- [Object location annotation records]
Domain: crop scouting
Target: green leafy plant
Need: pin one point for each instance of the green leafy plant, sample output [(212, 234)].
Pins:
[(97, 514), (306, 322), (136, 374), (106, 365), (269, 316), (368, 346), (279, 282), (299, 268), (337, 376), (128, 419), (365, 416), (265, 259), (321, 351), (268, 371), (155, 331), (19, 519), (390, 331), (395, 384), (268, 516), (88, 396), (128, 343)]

- [EXERCISE] Repeat these records line for line, with no changes.

- [FULL RESPONSE]
Domain: crop scouting
Target: green leafy plant
Need: pin one point for each instance of the green leafy plant, sample output [(212, 234)].
Pins:
[(97, 514), (306, 322), (136, 374), (106, 365), (269, 316), (368, 346), (279, 282), (299, 268), (337, 376), (128, 419), (365, 416), (265, 259), (321, 351), (268, 371), (155, 331), (19, 519), (390, 331), (395, 384), (268, 516), (88, 396), (128, 343)]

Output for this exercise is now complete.